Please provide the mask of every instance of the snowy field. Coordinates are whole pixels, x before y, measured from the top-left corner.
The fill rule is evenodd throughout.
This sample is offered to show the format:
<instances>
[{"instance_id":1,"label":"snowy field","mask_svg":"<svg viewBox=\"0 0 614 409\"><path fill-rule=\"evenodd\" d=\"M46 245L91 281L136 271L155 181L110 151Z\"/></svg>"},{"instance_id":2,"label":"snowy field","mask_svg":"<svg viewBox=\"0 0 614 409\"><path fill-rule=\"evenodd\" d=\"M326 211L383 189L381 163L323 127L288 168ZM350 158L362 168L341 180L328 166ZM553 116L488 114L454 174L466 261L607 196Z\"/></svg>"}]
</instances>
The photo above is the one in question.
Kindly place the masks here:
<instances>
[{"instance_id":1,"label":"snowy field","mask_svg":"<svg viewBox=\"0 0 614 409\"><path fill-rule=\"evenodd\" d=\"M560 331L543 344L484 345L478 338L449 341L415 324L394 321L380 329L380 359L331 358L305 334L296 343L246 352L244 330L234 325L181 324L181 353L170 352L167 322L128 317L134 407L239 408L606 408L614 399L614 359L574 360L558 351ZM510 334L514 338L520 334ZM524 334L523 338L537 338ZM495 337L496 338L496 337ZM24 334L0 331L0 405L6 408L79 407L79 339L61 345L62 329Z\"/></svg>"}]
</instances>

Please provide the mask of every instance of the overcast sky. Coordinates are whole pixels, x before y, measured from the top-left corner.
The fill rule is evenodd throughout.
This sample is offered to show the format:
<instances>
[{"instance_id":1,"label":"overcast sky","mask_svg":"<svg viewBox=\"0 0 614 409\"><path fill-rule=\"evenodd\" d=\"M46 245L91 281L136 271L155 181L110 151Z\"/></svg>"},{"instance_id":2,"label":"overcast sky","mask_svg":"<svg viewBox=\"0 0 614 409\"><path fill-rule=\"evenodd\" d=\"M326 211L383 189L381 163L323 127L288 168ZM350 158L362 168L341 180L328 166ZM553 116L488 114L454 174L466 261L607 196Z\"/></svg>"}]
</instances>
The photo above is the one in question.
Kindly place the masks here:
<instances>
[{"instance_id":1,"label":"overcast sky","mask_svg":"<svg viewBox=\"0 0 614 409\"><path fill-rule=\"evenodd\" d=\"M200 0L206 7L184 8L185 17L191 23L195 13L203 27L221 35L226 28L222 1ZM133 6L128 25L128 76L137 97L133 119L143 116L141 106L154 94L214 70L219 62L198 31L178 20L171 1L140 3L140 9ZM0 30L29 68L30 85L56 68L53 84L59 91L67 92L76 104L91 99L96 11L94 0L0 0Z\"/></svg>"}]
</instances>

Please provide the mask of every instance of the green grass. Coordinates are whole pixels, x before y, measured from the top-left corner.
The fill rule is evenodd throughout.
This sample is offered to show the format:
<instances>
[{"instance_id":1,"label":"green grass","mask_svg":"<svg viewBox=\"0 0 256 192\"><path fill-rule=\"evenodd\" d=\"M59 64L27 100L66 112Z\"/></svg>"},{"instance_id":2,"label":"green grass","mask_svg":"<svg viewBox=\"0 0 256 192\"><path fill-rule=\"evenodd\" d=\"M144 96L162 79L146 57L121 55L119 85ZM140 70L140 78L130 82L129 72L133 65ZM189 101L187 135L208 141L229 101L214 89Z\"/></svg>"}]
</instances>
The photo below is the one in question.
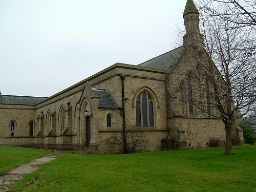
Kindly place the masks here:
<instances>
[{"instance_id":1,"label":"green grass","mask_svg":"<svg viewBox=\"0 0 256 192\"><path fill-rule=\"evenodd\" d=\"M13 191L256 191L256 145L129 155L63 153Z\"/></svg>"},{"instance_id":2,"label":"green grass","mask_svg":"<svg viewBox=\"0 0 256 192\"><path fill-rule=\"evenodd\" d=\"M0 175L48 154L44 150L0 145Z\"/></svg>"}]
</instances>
+++
§ **Цель**: Замените «sample» на «example» в записях от строки с «Please provide the mask of every instance of the green» до конца записей и приведите эти строки целиком, ничего больше не меняя. Картинки в ответ не включайте.

§ **Ожидаемый ответ**:
Please provide the mask of every instance of the green grass. Coordinates are whole pixels, x before y, measured from the top-left corner.
The fill rule is evenodd throughout.
This example is offered to show the format:
<instances>
[{"instance_id":1,"label":"green grass","mask_svg":"<svg viewBox=\"0 0 256 192\"><path fill-rule=\"evenodd\" d=\"M59 64L27 100L66 112Z\"/></svg>"},{"instance_id":2,"label":"green grass","mask_svg":"<svg viewBox=\"0 0 256 192\"><path fill-rule=\"evenodd\" d=\"M144 96L162 79L146 57L121 55L119 85ZM140 70L140 78L130 82L129 72L133 65ZM189 101L187 135L208 141L229 101L214 89Z\"/></svg>"}]
</instances>
The photo below is the one in question.
Kindly place the masks here:
<instances>
[{"instance_id":1,"label":"green grass","mask_svg":"<svg viewBox=\"0 0 256 192\"><path fill-rule=\"evenodd\" d=\"M13 191L256 191L256 145L129 155L63 153Z\"/></svg>"},{"instance_id":2,"label":"green grass","mask_svg":"<svg viewBox=\"0 0 256 192\"><path fill-rule=\"evenodd\" d=\"M0 175L48 154L44 150L0 145Z\"/></svg>"}]
</instances>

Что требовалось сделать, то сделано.